SHORT PROBLEM ::
Switch "glass cylinder" to "glass tube" in the data from the line with "Where can you see the knuckle" up to and including the last line of the data. Write out only those lines again, leaving everything else unchanged.

RECORDS TO PROCESS ::
>>>
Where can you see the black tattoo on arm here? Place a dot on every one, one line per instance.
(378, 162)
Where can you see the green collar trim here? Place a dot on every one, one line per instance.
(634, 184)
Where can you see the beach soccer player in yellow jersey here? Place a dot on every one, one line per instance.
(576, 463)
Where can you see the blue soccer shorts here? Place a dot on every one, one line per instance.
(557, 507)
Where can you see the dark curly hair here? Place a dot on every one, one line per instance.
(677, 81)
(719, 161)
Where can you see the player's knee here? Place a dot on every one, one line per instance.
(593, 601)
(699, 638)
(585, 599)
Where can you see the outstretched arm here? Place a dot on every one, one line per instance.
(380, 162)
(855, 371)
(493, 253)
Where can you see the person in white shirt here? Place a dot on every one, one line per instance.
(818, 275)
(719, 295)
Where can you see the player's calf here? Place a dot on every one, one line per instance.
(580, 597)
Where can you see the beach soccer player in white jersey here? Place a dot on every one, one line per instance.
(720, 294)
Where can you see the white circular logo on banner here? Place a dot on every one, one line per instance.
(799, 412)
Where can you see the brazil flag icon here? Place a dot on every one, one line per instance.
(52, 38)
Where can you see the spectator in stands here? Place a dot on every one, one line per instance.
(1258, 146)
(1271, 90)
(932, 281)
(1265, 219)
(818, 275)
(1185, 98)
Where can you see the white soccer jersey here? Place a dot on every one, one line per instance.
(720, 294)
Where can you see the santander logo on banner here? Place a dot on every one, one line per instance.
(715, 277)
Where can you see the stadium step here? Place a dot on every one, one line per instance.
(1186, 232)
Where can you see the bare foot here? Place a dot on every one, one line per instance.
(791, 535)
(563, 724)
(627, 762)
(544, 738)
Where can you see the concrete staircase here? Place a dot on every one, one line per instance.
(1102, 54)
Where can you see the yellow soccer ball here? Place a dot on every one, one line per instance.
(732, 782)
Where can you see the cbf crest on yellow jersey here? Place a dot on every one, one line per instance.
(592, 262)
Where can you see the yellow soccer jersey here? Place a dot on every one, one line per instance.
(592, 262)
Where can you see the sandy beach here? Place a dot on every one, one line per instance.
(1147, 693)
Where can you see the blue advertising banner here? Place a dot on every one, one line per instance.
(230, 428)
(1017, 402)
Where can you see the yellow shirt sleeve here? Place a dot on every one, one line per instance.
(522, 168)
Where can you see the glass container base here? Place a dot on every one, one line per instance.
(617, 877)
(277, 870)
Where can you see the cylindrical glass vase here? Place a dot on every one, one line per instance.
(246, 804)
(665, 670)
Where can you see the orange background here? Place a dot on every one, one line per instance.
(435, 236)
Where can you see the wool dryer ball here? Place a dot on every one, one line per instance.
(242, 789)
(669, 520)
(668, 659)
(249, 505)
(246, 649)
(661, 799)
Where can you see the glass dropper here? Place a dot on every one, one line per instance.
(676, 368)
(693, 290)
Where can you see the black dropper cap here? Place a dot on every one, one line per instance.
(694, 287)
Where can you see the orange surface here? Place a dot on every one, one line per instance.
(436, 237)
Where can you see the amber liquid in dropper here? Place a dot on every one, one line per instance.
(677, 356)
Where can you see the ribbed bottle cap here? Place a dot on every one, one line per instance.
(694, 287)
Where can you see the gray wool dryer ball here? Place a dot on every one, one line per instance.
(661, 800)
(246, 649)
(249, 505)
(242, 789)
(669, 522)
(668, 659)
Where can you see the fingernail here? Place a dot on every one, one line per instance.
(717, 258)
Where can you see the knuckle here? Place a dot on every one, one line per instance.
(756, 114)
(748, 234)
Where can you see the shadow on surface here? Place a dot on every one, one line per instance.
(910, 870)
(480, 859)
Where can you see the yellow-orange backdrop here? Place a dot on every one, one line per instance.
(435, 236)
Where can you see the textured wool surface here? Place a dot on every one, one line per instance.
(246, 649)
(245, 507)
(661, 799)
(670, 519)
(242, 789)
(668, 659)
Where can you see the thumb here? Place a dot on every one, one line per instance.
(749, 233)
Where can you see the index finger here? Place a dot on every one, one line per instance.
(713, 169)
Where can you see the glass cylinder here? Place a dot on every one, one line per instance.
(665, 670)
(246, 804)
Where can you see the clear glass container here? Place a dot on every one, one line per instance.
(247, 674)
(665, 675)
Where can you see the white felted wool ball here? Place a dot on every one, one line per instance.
<<<
EXERCISE SOLUTION ::
Where can you see the knuckle here? Place a dot on every one, one line per instance.
(756, 114)
(748, 234)
Where can you see the shadow on surface here? Place a dot on every one, one line per instance.
(910, 870)
(480, 859)
Where can you see the yellow-orange backdrop here? Place a dot on every one, one line per instance.
(435, 236)
Where can you see the textured wool surface here? Place a dot on every one, one line per instance.
(246, 649)
(245, 507)
(661, 799)
(670, 519)
(242, 789)
(668, 659)
Where can you see the thumb here? Place a dot on every one, one line per instance.
(749, 233)
Where can you see the index finger here? Place a dot on every one, one line per instance.
(713, 169)
Where can you see the glass tube here? Place a dot on every one, one line per instance.
(665, 670)
(246, 804)
Where can you see the clear glass container here? Place a dot on every one, one line per instance.
(247, 674)
(665, 675)
Where can you see the white felted wool ball here? Place a dot on every one, one line per instance.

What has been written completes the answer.